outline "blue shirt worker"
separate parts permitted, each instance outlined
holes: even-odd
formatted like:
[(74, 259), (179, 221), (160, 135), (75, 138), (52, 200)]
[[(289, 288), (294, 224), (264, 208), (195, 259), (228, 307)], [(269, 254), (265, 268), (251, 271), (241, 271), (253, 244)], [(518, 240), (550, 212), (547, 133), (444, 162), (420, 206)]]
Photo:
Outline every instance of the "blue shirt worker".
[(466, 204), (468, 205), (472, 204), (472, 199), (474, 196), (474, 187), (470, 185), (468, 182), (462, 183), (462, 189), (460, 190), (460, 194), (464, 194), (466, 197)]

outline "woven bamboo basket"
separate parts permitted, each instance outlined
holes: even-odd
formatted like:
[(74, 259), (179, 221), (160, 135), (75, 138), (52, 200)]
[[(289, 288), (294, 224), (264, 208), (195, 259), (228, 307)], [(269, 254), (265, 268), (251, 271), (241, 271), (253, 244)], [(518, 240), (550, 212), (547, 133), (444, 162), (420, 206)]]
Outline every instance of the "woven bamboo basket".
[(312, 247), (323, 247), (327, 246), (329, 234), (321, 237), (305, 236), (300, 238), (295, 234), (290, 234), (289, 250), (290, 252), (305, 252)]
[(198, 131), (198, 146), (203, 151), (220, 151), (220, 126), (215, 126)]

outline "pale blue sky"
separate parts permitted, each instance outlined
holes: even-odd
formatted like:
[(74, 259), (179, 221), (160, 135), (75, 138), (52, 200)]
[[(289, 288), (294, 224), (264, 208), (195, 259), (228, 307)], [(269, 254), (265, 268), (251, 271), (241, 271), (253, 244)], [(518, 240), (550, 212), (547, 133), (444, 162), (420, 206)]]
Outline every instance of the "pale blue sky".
--*--
## WHAT TO WORK ON
Turn every line of the records above into a numbered list, leaving out the blank lines.

## RESULT OF THE TASK
1. outline "blue shirt worker"
2. separate parts permitted, each instance outlined
3. holes: even-odd
4. formatted like:
5. [(74, 259), (179, 221), (160, 135), (75, 138), (52, 200)]
6. [[(289, 288), (294, 224), (264, 208), (195, 259), (228, 307)], [(269, 254), (265, 268), (251, 271), (241, 271), (253, 244)], [(518, 240), (550, 212), (547, 133), (444, 162), (420, 206)]]
7. Photo:
8. Outline every instance of the "blue shirt worker".
9. [(466, 204), (468, 205), (472, 204), (472, 199), (474, 196), (474, 187), (470, 185), (468, 182), (462, 183), (462, 189), (460, 190), (460, 194), (464, 194), (466, 197)]
10. outline "woven bamboo basket"
11. separate parts permitted, each instance outlined
12. holes: even-odd
13. formatted like:
14. [(74, 259), (179, 221), (160, 135), (75, 138), (52, 200)]
15. [[(289, 288), (294, 224), (264, 208), (195, 259), (228, 307)], [(269, 254), (265, 268), (251, 271), (241, 271), (253, 244)], [(518, 240), (550, 212), (547, 133), (444, 162), (420, 206)]]
16. Outline every instance of the "woven bamboo basket".
17. [(312, 247), (323, 247), (327, 246), (329, 234), (321, 237), (305, 236), (300, 238), (295, 234), (290, 234), (289, 250), (290, 252), (305, 252)]
18. [(198, 131), (198, 146), (203, 151), (220, 151), (220, 126), (215, 126)]
19. outline "pale blue sky"
20. separate parts permitted, each instance outlined
21. holes: even-odd
22. formatted like:
23. [(74, 259), (179, 221), (160, 135), (75, 138), (52, 200)]
24. [[(289, 288), (294, 224), (264, 208), (195, 259), (228, 307)], [(269, 254), (265, 268), (251, 271), (241, 271), (253, 244)], [(518, 240), (550, 212), (547, 133), (444, 162), (420, 206)]]
25. Outline every instance of the "pale blue sky".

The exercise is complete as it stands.